* **EXERCISE INSTRUCTIONS**:
Print each record exactly as it appears, but drop the images.

* **TASK MATERIAL**:
------------------------------------

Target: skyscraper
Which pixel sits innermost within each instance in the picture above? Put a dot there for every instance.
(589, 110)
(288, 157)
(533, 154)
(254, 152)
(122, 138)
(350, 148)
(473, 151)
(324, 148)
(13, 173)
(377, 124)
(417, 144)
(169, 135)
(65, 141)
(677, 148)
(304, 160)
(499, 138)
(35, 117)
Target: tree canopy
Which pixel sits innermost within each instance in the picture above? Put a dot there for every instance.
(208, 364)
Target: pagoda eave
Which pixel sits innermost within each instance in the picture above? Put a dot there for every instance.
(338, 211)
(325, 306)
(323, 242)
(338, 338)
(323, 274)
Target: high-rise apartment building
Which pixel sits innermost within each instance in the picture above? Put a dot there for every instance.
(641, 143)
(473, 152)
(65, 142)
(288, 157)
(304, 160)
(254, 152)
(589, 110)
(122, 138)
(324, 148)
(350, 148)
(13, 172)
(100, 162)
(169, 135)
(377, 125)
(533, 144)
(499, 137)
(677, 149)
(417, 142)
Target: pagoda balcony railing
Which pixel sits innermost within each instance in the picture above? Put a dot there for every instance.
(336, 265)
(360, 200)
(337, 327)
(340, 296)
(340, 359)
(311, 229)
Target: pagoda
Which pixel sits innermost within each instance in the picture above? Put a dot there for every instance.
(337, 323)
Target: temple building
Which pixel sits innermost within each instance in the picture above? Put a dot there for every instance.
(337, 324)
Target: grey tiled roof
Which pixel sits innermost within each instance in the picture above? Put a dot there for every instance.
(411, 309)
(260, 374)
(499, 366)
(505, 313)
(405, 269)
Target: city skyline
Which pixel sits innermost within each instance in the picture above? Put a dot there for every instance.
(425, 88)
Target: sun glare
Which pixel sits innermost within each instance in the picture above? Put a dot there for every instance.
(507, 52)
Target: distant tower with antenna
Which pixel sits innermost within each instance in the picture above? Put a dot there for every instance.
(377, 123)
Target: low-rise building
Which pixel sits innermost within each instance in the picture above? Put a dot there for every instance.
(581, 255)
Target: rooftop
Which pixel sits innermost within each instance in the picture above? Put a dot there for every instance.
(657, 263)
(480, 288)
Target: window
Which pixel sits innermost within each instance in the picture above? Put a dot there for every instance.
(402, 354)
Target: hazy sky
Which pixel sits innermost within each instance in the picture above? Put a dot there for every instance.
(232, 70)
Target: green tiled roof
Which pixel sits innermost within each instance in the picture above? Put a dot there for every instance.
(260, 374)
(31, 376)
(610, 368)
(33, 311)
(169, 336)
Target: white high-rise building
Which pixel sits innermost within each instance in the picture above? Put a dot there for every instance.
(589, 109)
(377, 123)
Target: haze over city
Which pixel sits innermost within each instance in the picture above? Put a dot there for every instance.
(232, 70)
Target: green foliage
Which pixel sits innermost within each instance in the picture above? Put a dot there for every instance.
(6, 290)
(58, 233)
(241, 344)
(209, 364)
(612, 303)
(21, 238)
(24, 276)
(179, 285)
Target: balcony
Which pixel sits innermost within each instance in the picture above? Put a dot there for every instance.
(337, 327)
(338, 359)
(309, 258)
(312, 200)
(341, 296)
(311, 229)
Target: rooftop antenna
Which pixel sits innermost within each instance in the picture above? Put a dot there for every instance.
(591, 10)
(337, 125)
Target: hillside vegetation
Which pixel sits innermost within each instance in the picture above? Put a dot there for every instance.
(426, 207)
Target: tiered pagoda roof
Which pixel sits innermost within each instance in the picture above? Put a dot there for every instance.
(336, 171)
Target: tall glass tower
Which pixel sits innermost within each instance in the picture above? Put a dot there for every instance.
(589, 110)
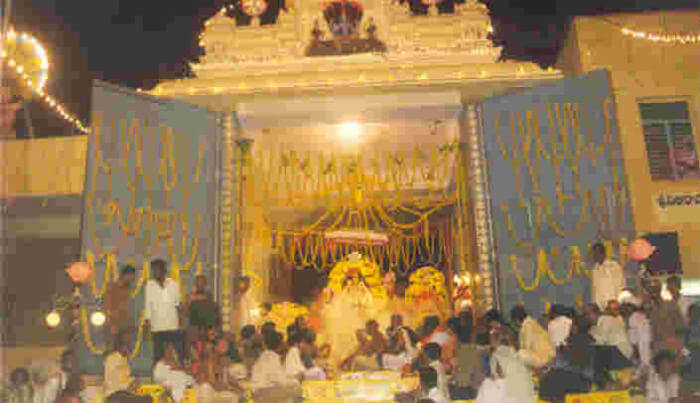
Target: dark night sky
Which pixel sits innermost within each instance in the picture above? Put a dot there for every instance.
(154, 39)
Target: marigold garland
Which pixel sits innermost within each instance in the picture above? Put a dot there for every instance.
(350, 268)
(426, 282)
(576, 267)
(283, 314)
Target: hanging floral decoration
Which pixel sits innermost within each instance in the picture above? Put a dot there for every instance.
(426, 283)
(356, 267)
(254, 8)
(283, 314)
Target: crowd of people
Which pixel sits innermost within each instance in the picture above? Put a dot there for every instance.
(639, 340)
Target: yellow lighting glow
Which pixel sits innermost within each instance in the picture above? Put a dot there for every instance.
(36, 79)
(350, 132)
(97, 318)
(665, 38)
(53, 319)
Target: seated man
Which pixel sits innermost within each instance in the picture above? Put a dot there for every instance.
(363, 358)
(269, 380)
(170, 375)
(119, 385)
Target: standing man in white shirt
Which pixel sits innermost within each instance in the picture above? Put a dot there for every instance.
(673, 285)
(162, 311)
(559, 328)
(245, 306)
(608, 279)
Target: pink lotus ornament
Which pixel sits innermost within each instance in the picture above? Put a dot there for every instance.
(79, 272)
(640, 249)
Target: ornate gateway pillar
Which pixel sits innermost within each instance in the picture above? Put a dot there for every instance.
(480, 210)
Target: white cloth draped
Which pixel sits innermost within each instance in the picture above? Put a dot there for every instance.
(640, 335)
(516, 384)
(611, 331)
(173, 380)
(559, 330)
(292, 362)
(608, 281)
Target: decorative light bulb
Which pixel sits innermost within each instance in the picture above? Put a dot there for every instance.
(98, 318)
(53, 319)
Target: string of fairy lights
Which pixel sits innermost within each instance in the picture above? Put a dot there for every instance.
(36, 84)
(658, 37)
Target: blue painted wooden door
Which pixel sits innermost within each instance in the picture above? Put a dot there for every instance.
(556, 185)
(150, 192)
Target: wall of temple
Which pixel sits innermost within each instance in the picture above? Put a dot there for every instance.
(648, 71)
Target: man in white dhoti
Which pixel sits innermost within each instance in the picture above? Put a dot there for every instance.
(608, 279)
(170, 375)
(343, 315)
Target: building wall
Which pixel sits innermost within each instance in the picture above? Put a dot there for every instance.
(642, 69)
(40, 167)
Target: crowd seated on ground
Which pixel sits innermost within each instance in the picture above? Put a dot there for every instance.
(642, 343)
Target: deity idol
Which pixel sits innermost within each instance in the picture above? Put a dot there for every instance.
(346, 312)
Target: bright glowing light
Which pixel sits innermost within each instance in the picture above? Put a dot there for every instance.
(350, 132)
(53, 319)
(97, 318)
(665, 293)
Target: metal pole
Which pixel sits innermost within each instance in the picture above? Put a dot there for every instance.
(28, 120)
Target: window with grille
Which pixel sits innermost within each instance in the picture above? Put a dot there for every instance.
(670, 142)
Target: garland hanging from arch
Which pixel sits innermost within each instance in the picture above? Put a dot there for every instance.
(354, 267)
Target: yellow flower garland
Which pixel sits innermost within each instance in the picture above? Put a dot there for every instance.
(284, 313)
(426, 281)
(368, 269)
(543, 268)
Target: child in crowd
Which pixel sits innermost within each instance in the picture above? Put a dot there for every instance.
(692, 343)
(610, 330)
(640, 336)
(19, 389)
(512, 378)
(312, 371)
(663, 383)
(433, 353)
(170, 375)
(292, 361)
(429, 389)
(72, 392)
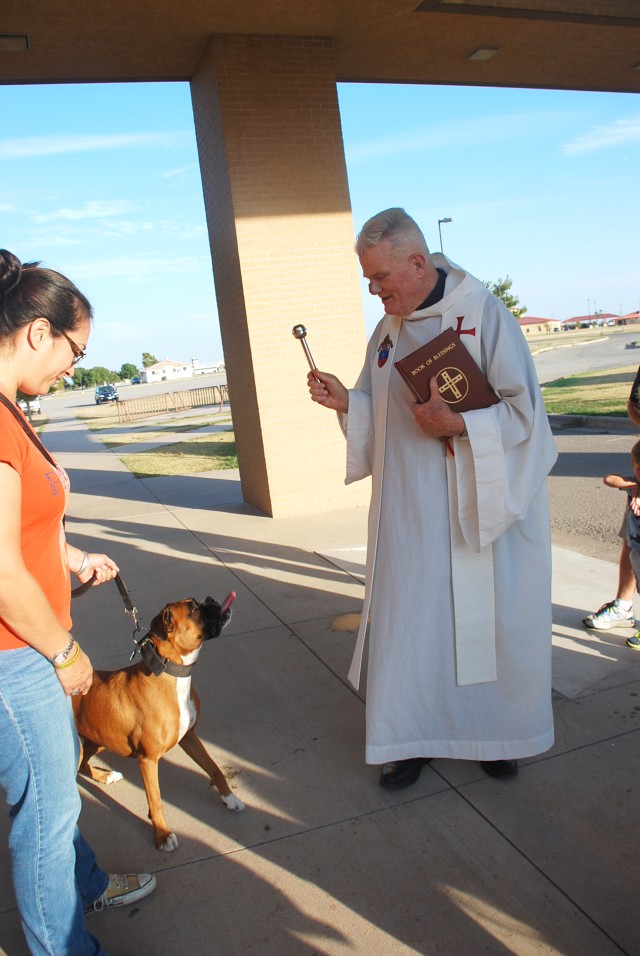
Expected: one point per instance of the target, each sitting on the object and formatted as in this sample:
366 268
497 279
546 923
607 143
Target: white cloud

------------------------------------

* **OUTPUT**:
Target: skyscraper
Which pixel sits innermost within each instance in the picture above? Put a dot there for every instance.
(589, 110)
(288, 157)
(533, 154)
(254, 152)
(122, 138)
(350, 148)
(473, 151)
(324, 148)
(13, 173)
(377, 124)
(417, 144)
(169, 135)
(65, 141)
(677, 148)
(304, 160)
(499, 138)
(35, 117)
Target: tree canopy
Which pixel sits innermost within each instance in the picture above? Put a dot there for every instance.
(208, 364)
Target: pagoda eave
Which pixel sits innermost within each instance in the picture above? Put a dot there for every instance.
(338, 211)
(325, 306)
(323, 242)
(338, 338)
(323, 274)
Target: high-rise apartment building
Which pixel sits innermost within each instance in the picture above? Put a dot there for every instance.
(641, 143)
(473, 152)
(65, 142)
(288, 157)
(304, 160)
(254, 152)
(589, 110)
(122, 138)
(324, 148)
(350, 148)
(13, 172)
(100, 162)
(169, 135)
(377, 125)
(533, 144)
(499, 137)
(677, 149)
(417, 142)
Target: pagoda balcony railing
Which pixel sits innermost within each instance in the picture above? Put a dot there for every instance.
(336, 265)
(360, 200)
(337, 327)
(340, 296)
(340, 359)
(311, 229)
Target: pagoda
Which pixel sits innermost within each instance in the picture above? Put a dot there for every instance.
(337, 323)
Target: temple building
Which pixel sits innermost within each instance in the picture above? Put a dot there for every instance.
(337, 324)
Target: grey tiled roof
Which pixel sits innermost within each instance in the picture above? Put a dot there for every instance.
(411, 309)
(260, 374)
(499, 366)
(505, 313)
(405, 269)
Target: city skyline
Which pixel sits innermost within each instance in the picture above? Put a dot there for every instance.
(425, 88)
Target: sun glare
Which pixel sits innermost within each instance in the picture above? Put a dot there for every instance.
(507, 52)
Target: distant tower with antenna
Which pixel sits innermost within each instance in the picture above? Put a dot there for every instance.
(377, 123)
Target: low-rise building
Which pixel sits innermost within each instance in the picture above? Put a dot there for every instance.
(581, 255)
Target: rooftop
Which pixel sits innermost within each instance in the picture above? Put a dot there for every instance.
(657, 263)
(480, 288)
Target: window
Which pixel sits innermost within each instance in the picture above? Put a dot there for every instance.
(402, 354)
Target: hazy sky
Which pixel sits innermost within each instance in the picture above? Put a dot there for every instance.
(232, 70)
Target: green tiled roof
Which pixel sits innermost within each instance in the picture above? Put a dot there for every instance.
(260, 374)
(31, 376)
(610, 368)
(33, 311)
(169, 336)
Target: white high-rise building
Which pixel sits innermost within each instance in the picture above? Put a dot there for every instance.
(589, 109)
(377, 123)
Target: haze over city
Which pixel sits innermost within each instance in the picture above? Put a dot there for every instance.
(232, 70)
Target: green foliage
Which pixel sits innermost within each instance in the picture above? Put a dot there for every instance.
(6, 290)
(58, 233)
(241, 344)
(209, 364)
(612, 303)
(21, 238)
(24, 276)
(179, 285)
Target: balcony
Which pixel sits innermost within each instance in the picture above? Put a dot there for every instance.
(337, 327)
(338, 359)
(309, 258)
(312, 200)
(341, 296)
(311, 229)
Target: rooftop antenna
Which pixel sits innermost within each instance in the picture above? Put a dot there for every instance.
(591, 10)
(337, 125)
Target: hillside vegetation
Which pixel sits innermost within each instance in the picture above? Put a dot there for every instance.
(426, 207)
Target: tiered pagoda roof
Which pixel sits innermost within each instance in the picture above? Put a dot there for every instance.
(336, 171)
Target: tall glass tower
Which pixel sits innermost within each instance in the picture above? Put a dot there for every instance.
(589, 110)
Target: dark night sky
Which pixel sits innermost within each instance in the picture above? Put a dot there for every instance.
(154, 39)
Target: marigold garland
Which pixel sits innermost within each instance in the picture above? Put a dot there for every instance.
(350, 268)
(426, 282)
(576, 267)
(283, 314)
Target: hanging floral decoration
Which pixel sits innermost within each instance in the picture above? Put a dot there for every instance.
(426, 283)
(356, 267)
(254, 8)
(283, 314)
Target: crowd of people
Which pixel sits innermost within each instance in the picture above? Put a dot there for every instance.
(639, 340)
Target: yellow lighting glow
Which pixel sits innermost within each instance in the picture above? Put a dot there for every instance.
(36, 79)
(350, 132)
(97, 318)
(665, 38)
(53, 319)
Target: seated man
Which pixel sits innermost within each instance in the picture above? Put a dot there for every instance.
(363, 358)
(269, 380)
(170, 375)
(119, 385)
Target: standing man in white shirt
Which pixel sits innermost within each instance in the picture above? Put a dot there for every instance.
(673, 285)
(162, 311)
(559, 328)
(245, 306)
(608, 279)
Target: pink lotus ornament
Which pixel sits innermost within each instance in the picture above? Put a dot there for every instance.
(79, 272)
(640, 249)
Target: ornate gateway pillar
Which pixel sits innermost within each instance in the picture above? Put a dot there for every instance.
(480, 210)
Target: white cloth draped
Which pixel sits innermost within each instance in the picture above? Put a dot there for every instance.
(640, 335)
(516, 384)
(611, 331)
(173, 380)
(559, 330)
(292, 362)
(608, 281)
Target: decorative light bulb
Which pixel sits innermost within each instance in the picture above? Put a dot there for every instance.
(98, 318)
(53, 319)
Target: string of fairy lights
Which pixel sits innermost within each instance in the picture above? Put a dot there for every instance.
(36, 84)
(658, 37)
Target: blue painted wooden door
Which pixel sits innermost within each instance in the picture above? Put a dot there for every instance.
(556, 185)
(150, 192)
Target: wall of temple
Which pixel sits innermost within each instance in the picture above? Put a dot there for every instance.
(648, 71)
Target: man in white dhoti
Which pixel sits innermost within each instance in the picture above? Put a dot there for every instance.
(608, 279)
(170, 375)
(343, 315)
Target: building wall
Which pixel sits innermost within each instance in the picture above? Put a dot there for every instance.
(642, 69)
(40, 167)
Target: crowd seated on ground
Which pixel sits innermost within each instance in the picture above? Put a dot there for every instance.
(642, 343)
Target: deity idol
Which pixel sits innermost within each instance in the picture above? Put a dot there for every instance.
(346, 312)
Target: bright glowing light
Which pixel sits innermost within each instance in the picture above? Put a dot there for every instance.
(350, 132)
(53, 319)
(97, 318)
(665, 293)
Target: metal pole
Which pixel sits innermost within each instance in the picture above? Put a dot there for every instance.
(28, 120)
Target: window with grille
Which pixel sits innermost within each instance in the picture above? Put a dot there for every instance.
(670, 142)
Target: garland hanging from arch
Which pixel sits innermost within each instance in the picture above? Put a dot there for every instance.
(354, 267)
Target: yellow flower garland
Which pixel sits innermost within each instance in the picture above? Put a dot there for every instance.
(284, 313)
(426, 281)
(368, 269)
(543, 268)
Target: child in crowd
Which pixel sits innermost within each instance in the picture above? Put a dot there for every instance.
(692, 343)
(610, 330)
(640, 336)
(19, 389)
(512, 378)
(312, 371)
(663, 383)
(433, 353)
(170, 375)
(292, 361)
(429, 389)
(72, 392)
Expected: one point per instance of the target, each sitting on the object and formatted as in this sample:
366 268
497 279
546 923
607 143
Target: white cloud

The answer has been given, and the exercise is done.